_Page extract_
****************************************

News Weekly, May 22, 2004
Sir,

The Prime Minister's introduction of a "Maternity Payment" of more than $3,000 over a 14-week period to all mothers irrespective of whether they work or not is discriminatory. It is also seriously flawed.

The stay-at-home mother once again has been left out in the cold. If a couple chooses to have both parents work, then why should taxpayers, including single-income families, subsidise the child-minding payments of dual-income families?

In addition, the Commonwealth Government intends to bolster child-minding fees to help parents move off welfare and into work. That's fine if the nation has full employment. But the reality is Australia has a chronic unemployment and under-employment problem, going on ABS figures, of around 17 per cent.

The official unemployment figure of around 5.5 per cent is a sham. In other words, jobs are scare and not freely available, so why should people waste time seeking phantom jobs?

The "Maternity Payment" is fundamentally flawed as it will have the effect of encouraging married women to stay longer in the workforce. Yet the Government bemoans the fact that Australia has a greying of the population due to a declining birth-rate.

****************************************

_Written instruction 1_
Copy the passage of the letter on the Maternity Payment between "The Prime Minister's" and "17 per cent.", inclusive.

_Outline records_
****************************************

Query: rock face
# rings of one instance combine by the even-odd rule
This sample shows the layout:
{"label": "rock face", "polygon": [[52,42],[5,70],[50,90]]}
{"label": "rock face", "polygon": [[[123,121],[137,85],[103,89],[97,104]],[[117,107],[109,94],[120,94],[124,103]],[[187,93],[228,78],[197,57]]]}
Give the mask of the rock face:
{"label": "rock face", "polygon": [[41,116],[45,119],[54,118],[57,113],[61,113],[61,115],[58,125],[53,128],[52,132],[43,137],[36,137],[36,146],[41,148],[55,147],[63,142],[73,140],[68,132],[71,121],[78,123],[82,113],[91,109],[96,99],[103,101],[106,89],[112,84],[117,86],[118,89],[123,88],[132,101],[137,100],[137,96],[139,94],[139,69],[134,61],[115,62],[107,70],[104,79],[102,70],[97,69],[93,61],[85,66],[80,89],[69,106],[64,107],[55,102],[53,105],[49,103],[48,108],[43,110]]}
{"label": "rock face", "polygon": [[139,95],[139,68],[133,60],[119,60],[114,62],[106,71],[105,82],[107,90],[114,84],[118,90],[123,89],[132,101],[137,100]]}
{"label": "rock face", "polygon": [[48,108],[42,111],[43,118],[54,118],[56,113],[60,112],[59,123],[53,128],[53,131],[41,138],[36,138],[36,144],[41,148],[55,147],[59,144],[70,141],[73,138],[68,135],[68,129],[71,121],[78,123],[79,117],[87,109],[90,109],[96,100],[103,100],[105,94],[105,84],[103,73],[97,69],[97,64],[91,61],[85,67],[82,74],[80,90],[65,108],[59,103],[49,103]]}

****************************************

_Written instruction 2_
Render the outline listing as a two-column CSV with the header input,output. Give one row per entry in the listing, with the entry's text under input and its answer under output. Put each field in double quotes, and replace any line breaks inside a field with spaces.

_Full output 1_
The Prime Minister's introduction of a "Maternity Payment" of more than $3,000 over a 14-week period to all mothers irrespective of whether they work or not is discriminatory. It is also seriously flawed.

The stay-at-home mother once again has been left out in the cold. If a couple chooses to have both parents work, then why should taxpayers, including single-income families, subsidise the child-minding payments of dual-income families?

In addition, the Commonwealth Government intends to bolster child-minding fees to help parents move off welfare and into work. That's fine if the nation has full employment. But the reality is Australia has a chronic unemployment and under-employment problem, going on ABS figures, of around 17 per cent.

_Full output 2_
input,output
"Query: rock face # rings of one instance combine by the even-odd rule This sample shows the layout: {""label"": ""rock face"", ""polygon"": [[52,42],[5,70],[50,90]]} {""label"": ""rock face"", ""polygon"": [[[123,121],[137,85],[103,89],[97,104]],[[117,107],[109,94],[120,94],[124,103]],[[187,93],[228,78],[197,57]]]} Give the mask of the rock face:","{""label"": ""rock face"", ""polygon"": [[41,116],[45,119],[54,118],[57,113],[61,113],[61,115],[58,125],[53,128],[52,132],[43,137],[36,137],[36,146],[41,148],[55,147],[63,142],[73,140],[68,132],[71,121],[78,123],[82,113],[91,109],[96,99],[103,101],[106,89],[112,84],[117,86],[118,89],[123,88],[132,101],[137,100],[137,96],[139,94],[139,69],[134,61],[115,62],[107,70],[104,79],[102,70],[97,69],[93,61],[85,66],[80,89],[69,106],[64,107],[55,102],[53,105],[49,103],[48,108],[43,110]]} {""label"": ""rock face"", ""polygon"": [[139,95],[139,68],[133,60],[119,60],[114,62],[106,71],[105,82],[107,90],[114,84],[118,90],[123,89],[132,101],[137,100]]} {""label"": ""rock face"", ""polygon"": [[48,108],[42,111],[43,118],[54,118],[56,113],[60,112],[59,123],[53,128],[53,131],[41,138],[36,138],[36,144],[41,148],[55,147],[59,144],[70,141],[73,138],[68,135],[68,129],[71,121],[78,123],[79,117],[87,109],[90,109],[96,100],[103,100],[105,94],[105,84],[103,73],[97,69],[97,64],[91,61],[85,67],[82,74],[80,90],[65,108],[59,103],[49,103]]}"